Aim of the task
The material must be copied out exactly, line for line.

Task input
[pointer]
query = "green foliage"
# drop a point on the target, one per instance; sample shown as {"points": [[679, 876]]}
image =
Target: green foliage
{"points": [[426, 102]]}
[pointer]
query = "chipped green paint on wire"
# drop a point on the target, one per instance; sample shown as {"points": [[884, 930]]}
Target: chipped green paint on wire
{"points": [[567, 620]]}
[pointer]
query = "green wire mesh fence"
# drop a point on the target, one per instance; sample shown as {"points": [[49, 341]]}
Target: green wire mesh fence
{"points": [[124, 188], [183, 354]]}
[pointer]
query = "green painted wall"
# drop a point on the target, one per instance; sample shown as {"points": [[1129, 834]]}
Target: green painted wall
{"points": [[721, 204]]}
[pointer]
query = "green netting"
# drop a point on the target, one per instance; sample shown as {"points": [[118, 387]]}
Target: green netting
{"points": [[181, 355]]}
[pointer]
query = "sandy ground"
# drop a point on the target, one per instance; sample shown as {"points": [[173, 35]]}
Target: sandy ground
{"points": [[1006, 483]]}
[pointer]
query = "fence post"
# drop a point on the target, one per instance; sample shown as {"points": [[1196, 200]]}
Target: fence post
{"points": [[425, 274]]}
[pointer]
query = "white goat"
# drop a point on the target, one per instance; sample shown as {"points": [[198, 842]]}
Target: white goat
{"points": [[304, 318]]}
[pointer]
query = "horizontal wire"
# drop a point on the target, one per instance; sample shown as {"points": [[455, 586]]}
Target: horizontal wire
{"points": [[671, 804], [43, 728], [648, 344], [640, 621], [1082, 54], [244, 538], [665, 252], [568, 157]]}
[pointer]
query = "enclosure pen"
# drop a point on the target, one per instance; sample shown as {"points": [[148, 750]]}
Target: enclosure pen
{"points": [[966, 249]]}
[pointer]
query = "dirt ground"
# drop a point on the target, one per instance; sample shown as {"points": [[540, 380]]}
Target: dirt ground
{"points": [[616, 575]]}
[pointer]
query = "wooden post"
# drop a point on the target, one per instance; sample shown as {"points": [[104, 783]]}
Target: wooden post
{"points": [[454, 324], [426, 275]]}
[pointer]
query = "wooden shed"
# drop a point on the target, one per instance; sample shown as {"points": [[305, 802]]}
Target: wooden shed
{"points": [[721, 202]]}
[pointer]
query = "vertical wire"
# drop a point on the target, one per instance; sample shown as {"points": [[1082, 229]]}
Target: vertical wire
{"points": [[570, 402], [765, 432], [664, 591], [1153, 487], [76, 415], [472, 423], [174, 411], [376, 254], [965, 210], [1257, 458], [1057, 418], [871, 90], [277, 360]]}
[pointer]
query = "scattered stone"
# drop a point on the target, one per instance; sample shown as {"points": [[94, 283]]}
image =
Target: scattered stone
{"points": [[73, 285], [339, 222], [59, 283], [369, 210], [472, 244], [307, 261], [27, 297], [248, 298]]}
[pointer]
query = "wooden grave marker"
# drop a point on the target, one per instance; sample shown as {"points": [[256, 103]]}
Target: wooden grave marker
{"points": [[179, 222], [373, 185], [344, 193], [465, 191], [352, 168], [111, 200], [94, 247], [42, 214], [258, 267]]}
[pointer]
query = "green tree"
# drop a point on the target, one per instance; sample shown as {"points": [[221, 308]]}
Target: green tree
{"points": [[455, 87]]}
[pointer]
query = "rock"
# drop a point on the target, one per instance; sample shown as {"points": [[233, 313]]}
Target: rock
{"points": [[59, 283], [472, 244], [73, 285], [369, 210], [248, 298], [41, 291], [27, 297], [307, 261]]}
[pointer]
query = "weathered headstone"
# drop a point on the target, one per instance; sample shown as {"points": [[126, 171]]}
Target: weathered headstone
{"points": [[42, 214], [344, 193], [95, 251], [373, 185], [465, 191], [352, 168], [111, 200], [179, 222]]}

Output
[pointer]
query = "green foliage"
# drop a point on the target, one per instance; sample shown as {"points": [[679, 876]]}
image =
Target: green foliage
{"points": [[426, 102]]}
[pointer]
query = "chipped green paint on wire"
# drop a point on the target, one per instance; sample shown as {"points": [[884, 930]]}
Target: chipped green paint on wire
{"points": [[567, 620]]}
[pointer]
query = "green wire mesh fence"
# drop a point on the target, one per instance; sample shown as {"points": [[49, 341]]}
Target: green wire mesh fence
{"points": [[124, 188], [183, 354]]}
[pointer]
query = "green painted wall"
# drop a point on the target, one per instance; sample shown as {"points": [[1129, 834]]}
Target: green painted wall
{"points": [[721, 204]]}
[pointer]
query = "green netting"
# drop a point on the target, one per instance; sample shown as {"points": [[118, 387]]}
Target: green netting
{"points": [[181, 355]]}
[pointer]
query = "sandy ground"
# drop a point on the target, one per instance; sample shown as {"points": [[173, 35]]}
Target: sandy ground
{"points": [[1006, 483]]}
[pointer]
query = "fence post"
# drop a point on the target, one per instance; sample shown as {"points": [[1196, 200]]}
Target: fence post
{"points": [[425, 274]]}
[pointer]
query = "white goat"
# drop a point on the target, one per instance; sample shown as {"points": [[198, 842]]}
Target: white goat
{"points": [[304, 318]]}
[pointer]
query = "horizontal wire"
# drop a point on the target, one per instance; sample shown as {"points": [[455, 586]]}
Target: horizontal wire
{"points": [[671, 804], [43, 728], [648, 344], [640, 621], [1082, 54], [244, 538], [665, 252], [568, 157]]}
[pointer]
query = "enclosure pen"
# drop a point on the target, one per instance; sample shown as {"points": [[148, 750]]}
Target: enclosure pen
{"points": [[966, 249]]}
[pointer]
query = "dirt ground"
# drop a point on the target, one per instance; sample shown as {"points": [[540, 380]]}
Target: dirt ground
{"points": [[616, 575]]}
[pointer]
query = "wooden post"
# drop a point on the target, one per instance; sample shown as {"points": [[104, 783]]}
Target: wooden post
{"points": [[454, 324], [426, 275]]}
[pointer]
query = "wooden shed"
# drop a point on the target, one per instance; sample shown as {"points": [[305, 802]]}
Target: wooden shed
{"points": [[721, 202]]}
[pointer]
query = "vertical wire"
# drop a point on the target, one per instance; sample shown as {"points": [[1082, 229]]}
Target: vertical wire
{"points": [[570, 402], [765, 432], [664, 591], [1153, 487], [76, 415], [472, 423], [174, 411], [376, 254], [965, 210], [1257, 458], [1057, 418], [871, 90], [277, 360]]}
[pointer]
query = "scattered stone"
# drop a point on the target, one per instance; sample shown as {"points": [[94, 283]]}
image =
Target: scattered stone
{"points": [[73, 285], [339, 222], [59, 283], [369, 210], [472, 244], [307, 261], [27, 297], [248, 298]]}
[pointer]
query = "wooden grave marker"
# drop a point on the target, one per instance; sample shown as {"points": [[256, 103]]}
Target: wooden grave marker
{"points": [[179, 222], [373, 185], [344, 193], [465, 191], [352, 168], [111, 200], [94, 247], [42, 214], [258, 267]]}
[pointer]
query = "green tree"
# drop a point on the target, one per instance; sample shown as {"points": [[221, 308]]}
Target: green tree
{"points": [[455, 87]]}
[pointer]
query = "rock"
# drop a point on the target, one per instance; sample shown as {"points": [[233, 313]]}
Target: rock
{"points": [[59, 283], [472, 244], [73, 285], [369, 210], [248, 298], [41, 291], [27, 297], [307, 261]]}
[pointer]
query = "weathered headstone"
# drop a point on the target, one per instance; sample shown as {"points": [[126, 171]]}
Target: weathered headstone
{"points": [[42, 214], [344, 193], [95, 251], [373, 185], [465, 191], [352, 168], [111, 200], [179, 222]]}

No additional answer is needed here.